-- Uittreksel gegevens --
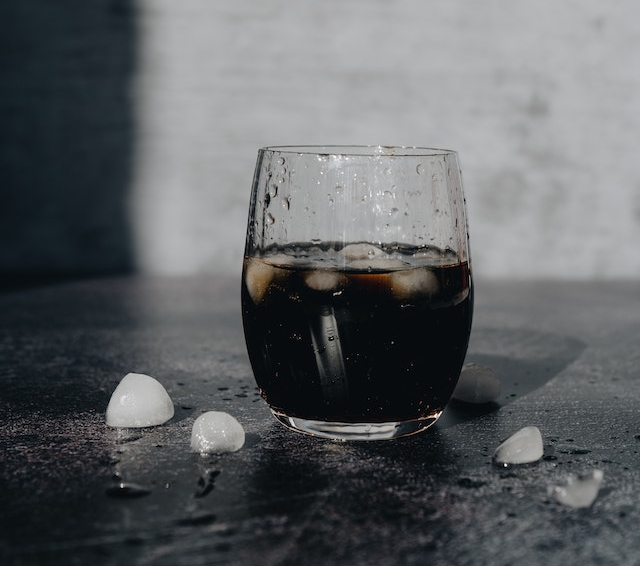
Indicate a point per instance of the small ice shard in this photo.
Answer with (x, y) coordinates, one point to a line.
(139, 401)
(324, 280)
(360, 251)
(580, 491)
(215, 432)
(523, 447)
(477, 384)
(409, 283)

-- Aanwijzingen --
Kun je alle gegevens hierboven woordelijk citeren, regel voor regel? Laat de afbeeldingen daarbij weg.

-- Resultaat oefening --
Indicate a point per instance of the small ice shard in this photo.
Answer with (x, y) coordinates, one point to a line.
(139, 401)
(324, 280)
(360, 251)
(580, 491)
(215, 432)
(523, 447)
(477, 384)
(409, 283)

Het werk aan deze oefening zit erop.